(Region pointing data)
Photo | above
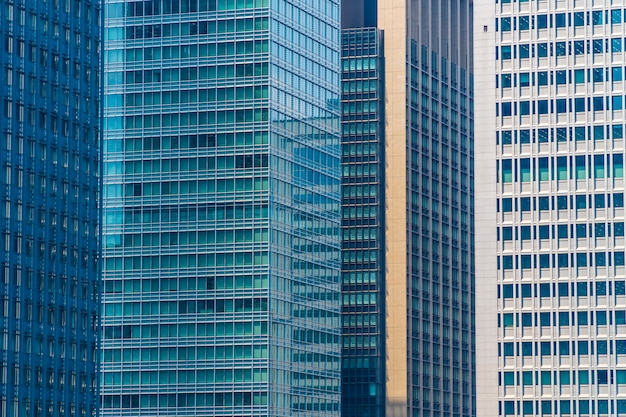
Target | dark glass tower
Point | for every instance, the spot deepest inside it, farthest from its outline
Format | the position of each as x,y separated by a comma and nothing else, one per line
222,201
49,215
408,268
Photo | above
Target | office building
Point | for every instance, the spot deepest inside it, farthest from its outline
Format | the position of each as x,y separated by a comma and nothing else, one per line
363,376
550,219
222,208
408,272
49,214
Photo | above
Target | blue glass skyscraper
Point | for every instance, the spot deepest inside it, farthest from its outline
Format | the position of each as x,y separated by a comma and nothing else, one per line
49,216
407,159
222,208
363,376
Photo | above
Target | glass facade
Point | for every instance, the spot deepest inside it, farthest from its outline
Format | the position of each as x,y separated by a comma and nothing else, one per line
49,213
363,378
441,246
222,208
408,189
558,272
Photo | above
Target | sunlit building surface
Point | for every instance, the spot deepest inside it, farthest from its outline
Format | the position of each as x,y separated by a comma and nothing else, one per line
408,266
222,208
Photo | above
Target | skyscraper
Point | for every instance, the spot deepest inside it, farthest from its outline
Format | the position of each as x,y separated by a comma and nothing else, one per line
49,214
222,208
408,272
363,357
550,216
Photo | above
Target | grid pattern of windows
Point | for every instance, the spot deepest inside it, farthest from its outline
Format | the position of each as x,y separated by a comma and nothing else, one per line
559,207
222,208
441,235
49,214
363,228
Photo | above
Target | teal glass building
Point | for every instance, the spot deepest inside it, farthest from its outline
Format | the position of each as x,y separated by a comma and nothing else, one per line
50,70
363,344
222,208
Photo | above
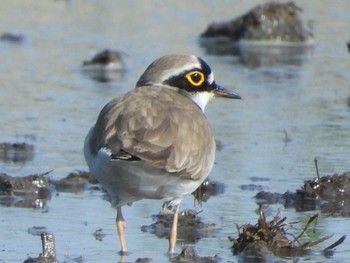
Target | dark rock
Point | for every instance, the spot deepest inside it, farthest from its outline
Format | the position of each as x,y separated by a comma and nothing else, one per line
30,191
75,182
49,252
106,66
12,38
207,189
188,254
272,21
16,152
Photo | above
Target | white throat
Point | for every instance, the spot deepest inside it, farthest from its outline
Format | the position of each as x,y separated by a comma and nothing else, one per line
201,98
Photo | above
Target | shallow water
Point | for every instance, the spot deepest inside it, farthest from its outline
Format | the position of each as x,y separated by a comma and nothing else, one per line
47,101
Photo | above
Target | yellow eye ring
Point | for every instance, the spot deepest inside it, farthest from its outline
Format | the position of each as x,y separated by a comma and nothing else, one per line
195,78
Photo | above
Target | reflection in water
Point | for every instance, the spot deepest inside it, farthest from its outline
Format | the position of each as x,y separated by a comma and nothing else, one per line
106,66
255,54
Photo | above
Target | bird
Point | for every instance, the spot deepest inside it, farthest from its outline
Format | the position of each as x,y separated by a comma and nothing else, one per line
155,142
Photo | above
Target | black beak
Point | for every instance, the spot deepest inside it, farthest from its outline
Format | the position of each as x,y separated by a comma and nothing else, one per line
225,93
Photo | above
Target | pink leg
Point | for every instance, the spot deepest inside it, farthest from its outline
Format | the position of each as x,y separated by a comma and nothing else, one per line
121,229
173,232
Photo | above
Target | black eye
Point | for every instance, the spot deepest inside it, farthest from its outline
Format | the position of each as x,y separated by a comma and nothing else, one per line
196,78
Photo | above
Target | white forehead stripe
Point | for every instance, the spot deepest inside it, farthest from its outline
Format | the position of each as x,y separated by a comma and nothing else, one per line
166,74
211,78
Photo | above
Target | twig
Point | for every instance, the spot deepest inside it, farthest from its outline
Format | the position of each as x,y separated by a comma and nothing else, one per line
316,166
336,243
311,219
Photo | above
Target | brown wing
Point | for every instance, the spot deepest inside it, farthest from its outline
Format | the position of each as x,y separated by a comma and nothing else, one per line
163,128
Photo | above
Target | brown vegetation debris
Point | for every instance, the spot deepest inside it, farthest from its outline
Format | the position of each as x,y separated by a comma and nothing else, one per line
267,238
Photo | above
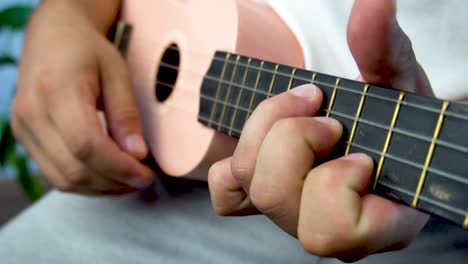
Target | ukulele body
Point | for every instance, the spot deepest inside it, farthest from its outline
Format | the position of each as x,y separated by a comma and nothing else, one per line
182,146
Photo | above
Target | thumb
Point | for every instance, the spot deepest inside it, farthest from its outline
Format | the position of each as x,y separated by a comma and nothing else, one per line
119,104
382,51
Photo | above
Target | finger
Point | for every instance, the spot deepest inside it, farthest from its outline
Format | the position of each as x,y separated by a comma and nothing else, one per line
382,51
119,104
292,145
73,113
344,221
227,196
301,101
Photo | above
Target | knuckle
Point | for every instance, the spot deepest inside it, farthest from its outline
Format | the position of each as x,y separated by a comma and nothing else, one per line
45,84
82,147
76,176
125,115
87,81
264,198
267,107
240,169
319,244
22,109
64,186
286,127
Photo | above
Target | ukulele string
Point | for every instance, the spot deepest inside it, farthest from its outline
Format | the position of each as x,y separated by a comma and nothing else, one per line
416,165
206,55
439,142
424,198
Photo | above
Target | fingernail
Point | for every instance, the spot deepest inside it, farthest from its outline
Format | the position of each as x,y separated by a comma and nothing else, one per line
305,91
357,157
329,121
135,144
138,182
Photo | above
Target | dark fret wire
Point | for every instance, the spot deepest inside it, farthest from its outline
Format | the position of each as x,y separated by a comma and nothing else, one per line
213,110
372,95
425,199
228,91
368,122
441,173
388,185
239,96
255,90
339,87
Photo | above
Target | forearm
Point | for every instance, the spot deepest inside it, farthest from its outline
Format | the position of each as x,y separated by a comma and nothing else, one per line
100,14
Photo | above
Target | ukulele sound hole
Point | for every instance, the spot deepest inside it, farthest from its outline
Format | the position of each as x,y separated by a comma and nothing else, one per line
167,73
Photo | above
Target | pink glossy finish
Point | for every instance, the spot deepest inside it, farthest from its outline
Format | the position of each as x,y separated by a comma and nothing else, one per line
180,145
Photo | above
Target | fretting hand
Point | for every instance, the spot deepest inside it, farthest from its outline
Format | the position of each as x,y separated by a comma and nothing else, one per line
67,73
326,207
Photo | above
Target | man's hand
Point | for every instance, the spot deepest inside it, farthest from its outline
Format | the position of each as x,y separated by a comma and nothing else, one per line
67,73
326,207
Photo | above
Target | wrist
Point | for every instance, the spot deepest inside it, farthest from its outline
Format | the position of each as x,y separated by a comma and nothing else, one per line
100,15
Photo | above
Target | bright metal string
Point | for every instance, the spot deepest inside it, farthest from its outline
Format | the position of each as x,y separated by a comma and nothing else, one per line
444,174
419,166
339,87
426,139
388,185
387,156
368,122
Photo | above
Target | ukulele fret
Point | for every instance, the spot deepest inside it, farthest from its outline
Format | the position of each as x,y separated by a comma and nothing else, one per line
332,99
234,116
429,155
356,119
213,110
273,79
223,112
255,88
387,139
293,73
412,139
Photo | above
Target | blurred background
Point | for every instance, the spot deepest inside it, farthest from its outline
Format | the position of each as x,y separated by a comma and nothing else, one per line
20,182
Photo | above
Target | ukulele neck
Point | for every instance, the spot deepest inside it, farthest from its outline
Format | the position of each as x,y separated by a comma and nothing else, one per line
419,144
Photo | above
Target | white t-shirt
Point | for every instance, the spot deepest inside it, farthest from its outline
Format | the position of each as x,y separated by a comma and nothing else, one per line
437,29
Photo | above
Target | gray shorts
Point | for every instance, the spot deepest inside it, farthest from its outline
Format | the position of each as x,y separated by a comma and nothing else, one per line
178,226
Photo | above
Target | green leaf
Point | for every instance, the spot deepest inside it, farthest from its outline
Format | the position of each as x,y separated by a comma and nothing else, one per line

Task to carry out:
Report each line of the data in which "dark" occurs.

Response area:
Target | dark glass tower
Target | dark rock
Target | dark fret wire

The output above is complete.